◆ **Work to be completed**:
Starting at the line that has "Provide the location of each instance of the green" and continuing through the last of the items, reproduce those lines with "dirt path" substituted for "dirt trail" and nothing else altered.

◆ **Supplied material**:
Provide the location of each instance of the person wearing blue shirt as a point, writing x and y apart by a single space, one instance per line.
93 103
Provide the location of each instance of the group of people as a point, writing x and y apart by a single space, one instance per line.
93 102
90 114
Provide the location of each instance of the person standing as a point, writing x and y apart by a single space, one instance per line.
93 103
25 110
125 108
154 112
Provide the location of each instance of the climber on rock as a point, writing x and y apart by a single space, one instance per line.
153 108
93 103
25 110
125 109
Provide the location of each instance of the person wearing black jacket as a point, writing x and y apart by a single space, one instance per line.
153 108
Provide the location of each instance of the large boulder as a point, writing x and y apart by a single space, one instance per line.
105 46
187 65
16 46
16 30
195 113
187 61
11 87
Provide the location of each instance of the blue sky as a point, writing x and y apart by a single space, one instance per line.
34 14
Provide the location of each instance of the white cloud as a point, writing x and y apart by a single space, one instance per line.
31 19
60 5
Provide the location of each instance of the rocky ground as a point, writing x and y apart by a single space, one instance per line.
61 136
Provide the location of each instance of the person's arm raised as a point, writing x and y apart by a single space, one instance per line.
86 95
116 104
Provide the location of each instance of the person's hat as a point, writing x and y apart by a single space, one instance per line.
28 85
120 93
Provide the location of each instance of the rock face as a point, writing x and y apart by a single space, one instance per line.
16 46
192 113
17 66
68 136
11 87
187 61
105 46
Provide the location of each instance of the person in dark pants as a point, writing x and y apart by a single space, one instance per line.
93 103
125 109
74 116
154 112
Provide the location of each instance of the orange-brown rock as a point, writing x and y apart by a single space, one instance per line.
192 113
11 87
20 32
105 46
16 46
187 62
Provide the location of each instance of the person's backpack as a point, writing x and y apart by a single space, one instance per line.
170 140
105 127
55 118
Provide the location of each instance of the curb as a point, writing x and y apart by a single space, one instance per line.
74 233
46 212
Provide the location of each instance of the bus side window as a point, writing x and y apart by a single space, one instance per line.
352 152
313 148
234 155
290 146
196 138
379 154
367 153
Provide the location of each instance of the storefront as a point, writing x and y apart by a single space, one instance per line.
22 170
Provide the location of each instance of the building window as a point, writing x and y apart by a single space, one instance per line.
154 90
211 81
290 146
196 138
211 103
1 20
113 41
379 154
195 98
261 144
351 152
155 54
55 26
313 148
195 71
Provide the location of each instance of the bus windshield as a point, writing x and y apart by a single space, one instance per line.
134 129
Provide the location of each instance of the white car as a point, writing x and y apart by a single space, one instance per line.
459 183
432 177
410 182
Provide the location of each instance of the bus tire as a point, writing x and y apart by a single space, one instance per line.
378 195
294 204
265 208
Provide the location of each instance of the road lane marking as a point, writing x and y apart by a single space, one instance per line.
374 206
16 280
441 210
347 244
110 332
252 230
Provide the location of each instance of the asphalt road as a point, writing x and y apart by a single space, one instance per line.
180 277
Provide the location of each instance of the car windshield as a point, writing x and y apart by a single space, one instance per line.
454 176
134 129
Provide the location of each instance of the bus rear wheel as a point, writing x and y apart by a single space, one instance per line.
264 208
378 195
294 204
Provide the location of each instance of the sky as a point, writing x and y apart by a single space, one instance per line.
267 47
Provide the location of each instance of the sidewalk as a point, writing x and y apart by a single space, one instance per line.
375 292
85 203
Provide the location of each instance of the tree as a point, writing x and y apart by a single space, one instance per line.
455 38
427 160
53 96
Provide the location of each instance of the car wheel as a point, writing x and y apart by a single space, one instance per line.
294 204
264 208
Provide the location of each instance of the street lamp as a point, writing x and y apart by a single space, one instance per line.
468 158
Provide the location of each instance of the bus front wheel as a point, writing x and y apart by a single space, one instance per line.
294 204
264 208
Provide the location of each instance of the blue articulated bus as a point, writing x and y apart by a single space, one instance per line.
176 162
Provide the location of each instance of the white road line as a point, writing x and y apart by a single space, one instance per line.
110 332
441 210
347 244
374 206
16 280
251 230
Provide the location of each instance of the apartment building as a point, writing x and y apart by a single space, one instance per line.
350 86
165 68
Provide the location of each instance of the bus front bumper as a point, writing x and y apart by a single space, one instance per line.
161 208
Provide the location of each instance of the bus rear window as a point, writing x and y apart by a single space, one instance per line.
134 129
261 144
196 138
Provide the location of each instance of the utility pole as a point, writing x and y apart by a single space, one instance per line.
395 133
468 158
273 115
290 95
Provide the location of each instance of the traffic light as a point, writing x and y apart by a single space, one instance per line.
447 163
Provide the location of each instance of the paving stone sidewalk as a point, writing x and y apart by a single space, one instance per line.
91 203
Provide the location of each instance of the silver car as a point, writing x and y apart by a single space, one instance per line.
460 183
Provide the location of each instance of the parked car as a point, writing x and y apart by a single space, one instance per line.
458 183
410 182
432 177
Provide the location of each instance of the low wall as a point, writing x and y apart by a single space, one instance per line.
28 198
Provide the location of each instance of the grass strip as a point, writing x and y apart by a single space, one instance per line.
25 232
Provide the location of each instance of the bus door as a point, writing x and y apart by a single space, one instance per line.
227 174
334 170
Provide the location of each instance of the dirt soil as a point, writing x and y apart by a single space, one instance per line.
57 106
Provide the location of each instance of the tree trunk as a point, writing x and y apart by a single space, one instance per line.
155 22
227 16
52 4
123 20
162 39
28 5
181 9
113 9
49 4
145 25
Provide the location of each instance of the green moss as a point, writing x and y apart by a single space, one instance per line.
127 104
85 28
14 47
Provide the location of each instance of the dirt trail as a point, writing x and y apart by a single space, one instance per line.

◆ **Task output**:
Provide the location of each instance of the green moss as a point, writing x and y apart by a single space, one instance per line.
127 104
85 28
14 47
Provide the location of each instance of the dirt path as a point, writing x and y apart by a single space, one instance per line.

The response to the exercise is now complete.